ЗАДАНИЕ 1 — Перепечатайте из фрагмента о Шпенглере и России отрывок между «Слабость исследователя, однако, в» и «Об отмене… 1906).» включительно.
ЗАДАНИЕ 2 — Сколько человек насчитывала крестьянская община в начале XX в. по фрагменту о Шпенглере и России?

ФРАГМЕНТ ТЕКСТА —
——

Слабость исследователя, однако, в поверхностном знакомстве с историей России. Его выводы произвольны, не подкреплены ни фактами, ни ссылками на русских ученых. Это недостаток многих глав «Заката Европы». По причине сверхгигантского объема фактов, свидетельств, документов человеческий ум не в силах вместить в себя и объективно проанализировать полуторатысячелетнюю историю западноевропейских народов, не говоря уже об истории других цивилизаций. «В царской России не было никакой буржуазии, вообще никаких сословий в подлинном смысле слова, но лишь крестьяне и “господа”, как во Франкском государстве» (Шпенглер 1998: 199), – пишет он, к примеру, о стране, в которой одно сословие общинного крестьянства, числом более ста миллионов, было выделено законодательно (см.: Об отмене… 1906).

Когда О. Шпенглер заявляет, что только «мы, немцы, являемся социалистами» и «никто другой не может ими быть» (Spengler 1920: 4), – это как раз означает, что он не понял природы большевизма, который стал воплощением не марксизма, а общинного социализма, уже минимум 200 лет существовавшего в Российской империи. Совокупная численность крестьянских общин, образцово исследованных соотечественником Шпенглера бароном А. Гакстгаузеном еще в середине XIX в. (Haxthausen 1852), к началу XX в. превзошла население Германии и Франции, вместе взятых. Фундаментальная особенность общинно-крестьянского социализма заключалась в том, что он не был плодом разума и просвещения, как «Законы» Монтескье, государственным установлением, как «Табель о рангах» Петра Великого, или результатом «научного» исследования, как «Капитал» К. Маркса. Этот социализм рождался в самых глубинах народа и произрастал из его толщи, воспроизводя свои главные принципы в каждом новом поколении и в начале XVIII в., когда община насчитывала 10 миллионов душ, и в начале XX в., когда ее население достигло 120 млн человек. Общинное крестьянство стало главной победоносной силой в революции 1917–1921 гг. и опорой социализма в СССР, поскольку неприятие частной собственности, коллективный труд и коллективное владение землей (собственностью) столетиями были естественной нормой крестьянской жизни.

Таким образом, Первая мировая война, революции, либерализм, марксизм теоретический и практический, теория социализма – вот что объективно соединяет творчество О. Шпенглера с российской историей и помогает понять, что произошло в России в феврале 1917 г. или в СССР в августе 1991 г.

2. Судьба западного либерализма в России

Не поражение в войне (такое случалось и прежде), а именно навязанная извне революция стала, по убеждению Шпенглера, подлинной катастрофой. Немецкие либерал-революционеры под давлением победителей не просто переписали конституцию, заменив монархию республикой. Они практически полностью разрушили историческую государственность Германии, объявив ее антинародной и даже антигерманской, перечеркнув вековые традиции и объединительные заслуги прусской монархии. В Веймарской конституции 1919 г. демонстрируются отказ от имперской конституции 1871 г. (монархической) и возврат к революционному проекту 1848 г., который ставил во главу угла парламентское правление и раздел о правах человека.

——

Записи о расстановке точек
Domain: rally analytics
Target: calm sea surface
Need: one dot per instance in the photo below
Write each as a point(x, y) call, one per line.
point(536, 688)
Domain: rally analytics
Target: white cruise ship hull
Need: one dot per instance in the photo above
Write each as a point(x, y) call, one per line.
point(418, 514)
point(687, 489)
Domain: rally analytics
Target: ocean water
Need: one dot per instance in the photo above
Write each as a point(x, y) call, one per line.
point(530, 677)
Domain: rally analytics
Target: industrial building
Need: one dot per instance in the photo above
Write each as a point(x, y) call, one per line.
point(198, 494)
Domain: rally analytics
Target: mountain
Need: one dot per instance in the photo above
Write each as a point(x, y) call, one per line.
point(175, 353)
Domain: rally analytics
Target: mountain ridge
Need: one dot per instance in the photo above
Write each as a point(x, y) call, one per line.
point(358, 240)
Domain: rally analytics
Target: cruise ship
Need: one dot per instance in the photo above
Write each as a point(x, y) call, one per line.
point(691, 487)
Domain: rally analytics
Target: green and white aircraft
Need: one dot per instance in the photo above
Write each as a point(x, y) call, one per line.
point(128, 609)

——

ПОЛНЫЙ ОТВЕТ 1 —
Слабость исследователя, однако, в поверхностном знакомстве с историей России. Его выводы произвольны, не подкреплены ни фактами, ни ссылками на русских ученых. Это недостаток многих глав «Заката Европы». По причине сверхгигантского объема фактов, свидетельств, документов человеческий ум не в силах вместить в себя и объективно проанализировать полуторатысячелетнюю историю западноевропейских народов, не говоря уже об истории других цивилизаций. «В царской России не было никакой буржуазии, вообще никаких сословий в подлинном смысле слова, но лишь крестьяне и “господа”, как во Франкском государстве» (Шпенглер 1998: 199), – пишет он, к примеру, о стране, в которой одно сословие общинного крестьянства, числом более ста миллионов, было выделено законодательно (см.: Об отмене… 1906).

ПОЛНЫЙ ОТВЕТ 2 — В начале XX в. население общины достигло 120 млн человек.